**Activity list**
1/ According to the text about the organ donation bill, what week does the bill set aside each year as "Organ, Eye, and Tissue Donor Appreciation Week" in Oregon?
2/ Write what comes next in the text about the organ donation bill, picking up after its last sentence.

**Study text**
+ + + + +

One of the most rewarding aspects of my role as a state representative has been connecting people, especially young people, with their government and showing them that they can help make change happen. I had the chance to do just that with a bill I worked on during the 2018 short legislative session.
Last fall, I was approached by a student from Willamette High School named Jarod Doerner, who had an idea for a piece of legislation. For his Eagle Scout service project, he wanted to pass a bill promoting organ donation in Oregon. In 2014, at the age of 13, Jarod was the recipient of a heart transplant.
His life was saved because of the generosity of someone he had never met. This experience inspired him to take action to encourage more Oregonians to become organ donors. Jarod and I, with the help of Donate Life Northwest and Oregon Health & Science University, developed a bill that honors organ donors in Oregon and their families.
Our bill establishes the second week of April each year as “Organ, Eye, and Tissue Donor Appreciation Week” in Oregon. In the United States, April is already National Donate Life Month and this year, April 13 was Blue Green Day, where the public was encouraged to wear blue and green to publicize the need for organ donors.

+ + + + +

(Point location data)

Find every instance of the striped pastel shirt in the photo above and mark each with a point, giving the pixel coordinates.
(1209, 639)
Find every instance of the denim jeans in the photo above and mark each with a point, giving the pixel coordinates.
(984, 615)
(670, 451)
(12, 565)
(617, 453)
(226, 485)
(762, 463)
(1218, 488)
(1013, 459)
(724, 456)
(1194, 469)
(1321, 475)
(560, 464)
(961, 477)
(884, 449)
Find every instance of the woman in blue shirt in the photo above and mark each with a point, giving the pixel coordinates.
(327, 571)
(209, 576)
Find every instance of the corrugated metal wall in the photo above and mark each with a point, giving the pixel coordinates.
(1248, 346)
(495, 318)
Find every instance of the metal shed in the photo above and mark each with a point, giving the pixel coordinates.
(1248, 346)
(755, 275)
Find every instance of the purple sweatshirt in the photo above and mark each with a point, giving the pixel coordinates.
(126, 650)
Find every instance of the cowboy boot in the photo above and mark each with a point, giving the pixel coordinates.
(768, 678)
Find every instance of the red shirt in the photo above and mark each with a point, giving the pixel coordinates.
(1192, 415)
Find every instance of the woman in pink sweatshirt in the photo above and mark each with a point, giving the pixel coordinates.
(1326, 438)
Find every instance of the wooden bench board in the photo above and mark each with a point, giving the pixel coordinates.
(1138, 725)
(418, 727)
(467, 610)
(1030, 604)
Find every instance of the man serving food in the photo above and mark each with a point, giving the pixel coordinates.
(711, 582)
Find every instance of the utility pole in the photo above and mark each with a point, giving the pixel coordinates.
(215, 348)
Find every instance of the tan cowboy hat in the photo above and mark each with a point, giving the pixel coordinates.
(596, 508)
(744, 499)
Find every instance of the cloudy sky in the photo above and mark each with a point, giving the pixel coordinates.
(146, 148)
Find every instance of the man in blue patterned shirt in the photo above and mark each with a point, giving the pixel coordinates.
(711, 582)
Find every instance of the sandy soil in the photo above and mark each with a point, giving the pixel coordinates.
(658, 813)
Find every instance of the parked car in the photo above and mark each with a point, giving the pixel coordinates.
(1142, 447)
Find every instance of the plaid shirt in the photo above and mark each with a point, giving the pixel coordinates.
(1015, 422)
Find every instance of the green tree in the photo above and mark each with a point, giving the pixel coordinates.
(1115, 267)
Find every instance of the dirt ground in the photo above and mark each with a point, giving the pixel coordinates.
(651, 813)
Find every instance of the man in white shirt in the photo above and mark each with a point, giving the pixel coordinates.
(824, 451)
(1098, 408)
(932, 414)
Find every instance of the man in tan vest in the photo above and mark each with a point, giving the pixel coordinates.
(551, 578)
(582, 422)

+ + + + +

**Answers to the exercise**
1/ The second week of April.

2/
The bill also creates the “Gifts of Life” award, which will be presented annually by the Governor to families of organ donors from the previous year. The legislation, House Bill 4019, passed unanimously through both chambers of the Oregon Legislature and has been signed into law by the governor.
The need for organ and tissue donors is significant. More than 117,000 people in the United States are waiting for a lifesaving organ transplant — on average, another person is added to the transplant list every 10 minutes. In Oregon, more than 800 people are on the organ transplant list, with hundreds more awaiting a tissue or cornea transplant. Because of the number of people on the transplant list, 22 Americans die each day while waiting for a transplant.
This issue is a personal one for my family and me, because my cousin died of cystic fibrosis while waiting for a lung transplant. He was number one on the transplant list in Iowa when he died, so just one additional donor could have made the difference for him.
Although there is a great need for organ and tissue donors in this country, only 56 percent of Americans have signed up to be donors. Because fewer than one percent of all deaths occur in a medical environment conducive to donating organs, this means that organ donation is actually fairly rare.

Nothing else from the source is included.